» TASK GOAL:
Please tally how many lines of the data below contain the string "base", with case counting. Reply with the number alone.

- - -

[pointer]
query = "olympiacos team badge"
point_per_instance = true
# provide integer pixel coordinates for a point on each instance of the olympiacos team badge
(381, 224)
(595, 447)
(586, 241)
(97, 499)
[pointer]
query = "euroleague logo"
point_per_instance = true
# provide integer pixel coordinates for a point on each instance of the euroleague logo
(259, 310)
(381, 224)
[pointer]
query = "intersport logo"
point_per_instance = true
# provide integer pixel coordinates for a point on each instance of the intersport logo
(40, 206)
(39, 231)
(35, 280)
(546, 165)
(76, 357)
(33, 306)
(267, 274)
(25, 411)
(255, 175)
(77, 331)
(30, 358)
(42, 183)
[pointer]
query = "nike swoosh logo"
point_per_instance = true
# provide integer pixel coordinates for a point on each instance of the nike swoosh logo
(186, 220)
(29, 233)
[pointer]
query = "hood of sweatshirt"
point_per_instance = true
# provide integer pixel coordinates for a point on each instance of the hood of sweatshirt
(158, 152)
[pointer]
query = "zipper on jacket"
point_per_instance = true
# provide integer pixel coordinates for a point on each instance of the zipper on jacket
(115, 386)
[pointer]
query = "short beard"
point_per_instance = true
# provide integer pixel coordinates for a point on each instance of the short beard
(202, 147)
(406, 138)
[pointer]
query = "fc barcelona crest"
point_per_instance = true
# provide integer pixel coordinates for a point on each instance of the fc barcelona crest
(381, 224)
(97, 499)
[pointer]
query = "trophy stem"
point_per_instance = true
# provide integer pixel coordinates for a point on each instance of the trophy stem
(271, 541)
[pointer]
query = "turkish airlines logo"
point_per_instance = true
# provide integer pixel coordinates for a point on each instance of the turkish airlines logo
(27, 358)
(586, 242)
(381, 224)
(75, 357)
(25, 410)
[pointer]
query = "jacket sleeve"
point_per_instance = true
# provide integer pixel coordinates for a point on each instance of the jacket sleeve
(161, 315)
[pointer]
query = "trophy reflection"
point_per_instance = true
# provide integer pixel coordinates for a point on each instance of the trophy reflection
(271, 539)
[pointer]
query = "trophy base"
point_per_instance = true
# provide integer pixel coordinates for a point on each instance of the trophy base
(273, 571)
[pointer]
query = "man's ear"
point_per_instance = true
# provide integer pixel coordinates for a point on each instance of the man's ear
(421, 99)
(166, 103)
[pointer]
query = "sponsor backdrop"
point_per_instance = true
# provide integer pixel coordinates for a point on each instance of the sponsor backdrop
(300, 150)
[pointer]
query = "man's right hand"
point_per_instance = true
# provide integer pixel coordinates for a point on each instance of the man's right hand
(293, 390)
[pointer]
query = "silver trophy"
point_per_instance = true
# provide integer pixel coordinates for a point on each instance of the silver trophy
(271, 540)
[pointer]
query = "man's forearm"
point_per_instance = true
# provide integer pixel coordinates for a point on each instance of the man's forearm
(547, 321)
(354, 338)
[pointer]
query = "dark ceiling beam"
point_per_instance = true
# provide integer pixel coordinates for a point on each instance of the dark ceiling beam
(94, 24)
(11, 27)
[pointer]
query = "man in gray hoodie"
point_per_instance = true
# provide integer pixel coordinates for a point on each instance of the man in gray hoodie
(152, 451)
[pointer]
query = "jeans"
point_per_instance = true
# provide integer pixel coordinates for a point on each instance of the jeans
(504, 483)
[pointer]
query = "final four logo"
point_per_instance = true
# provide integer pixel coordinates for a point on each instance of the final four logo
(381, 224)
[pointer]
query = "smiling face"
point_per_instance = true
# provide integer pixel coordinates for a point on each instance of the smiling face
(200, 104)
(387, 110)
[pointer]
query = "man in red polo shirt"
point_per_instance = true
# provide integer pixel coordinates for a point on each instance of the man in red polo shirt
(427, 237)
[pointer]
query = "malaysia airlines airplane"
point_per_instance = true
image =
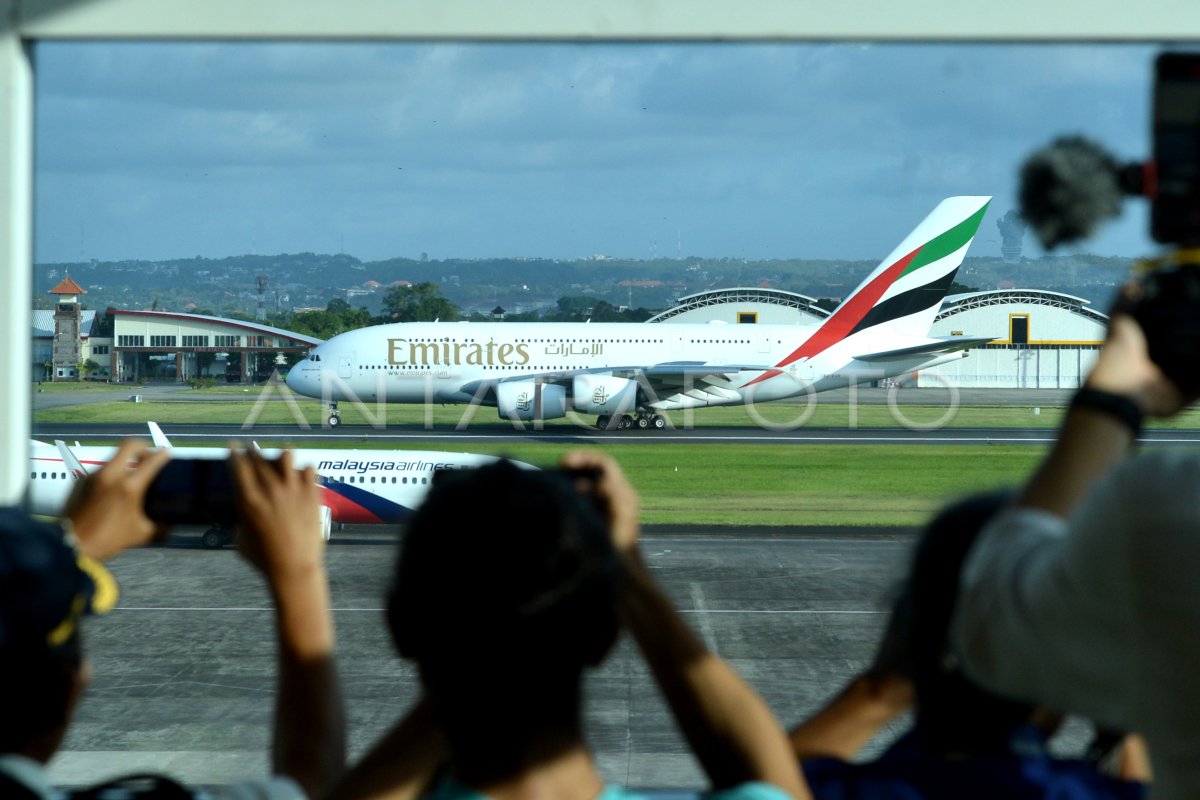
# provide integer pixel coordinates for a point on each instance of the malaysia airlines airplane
(357, 486)
(625, 373)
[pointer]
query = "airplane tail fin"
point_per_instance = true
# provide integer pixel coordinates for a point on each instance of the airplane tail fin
(904, 293)
(906, 289)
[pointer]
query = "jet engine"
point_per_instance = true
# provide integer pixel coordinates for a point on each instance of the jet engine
(604, 395)
(529, 400)
(327, 522)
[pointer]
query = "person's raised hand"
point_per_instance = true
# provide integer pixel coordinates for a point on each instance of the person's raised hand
(107, 507)
(615, 493)
(279, 515)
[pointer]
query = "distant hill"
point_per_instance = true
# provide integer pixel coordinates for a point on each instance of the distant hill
(227, 286)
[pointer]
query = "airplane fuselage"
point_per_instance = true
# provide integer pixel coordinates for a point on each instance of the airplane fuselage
(455, 362)
(358, 486)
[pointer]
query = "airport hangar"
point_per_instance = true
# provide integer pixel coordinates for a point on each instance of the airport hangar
(162, 344)
(1044, 340)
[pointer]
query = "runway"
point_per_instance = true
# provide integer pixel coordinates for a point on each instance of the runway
(184, 667)
(405, 435)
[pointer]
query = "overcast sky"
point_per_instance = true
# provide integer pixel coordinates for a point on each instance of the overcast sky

- - -

» RESPONSE TO THIS TASK:
2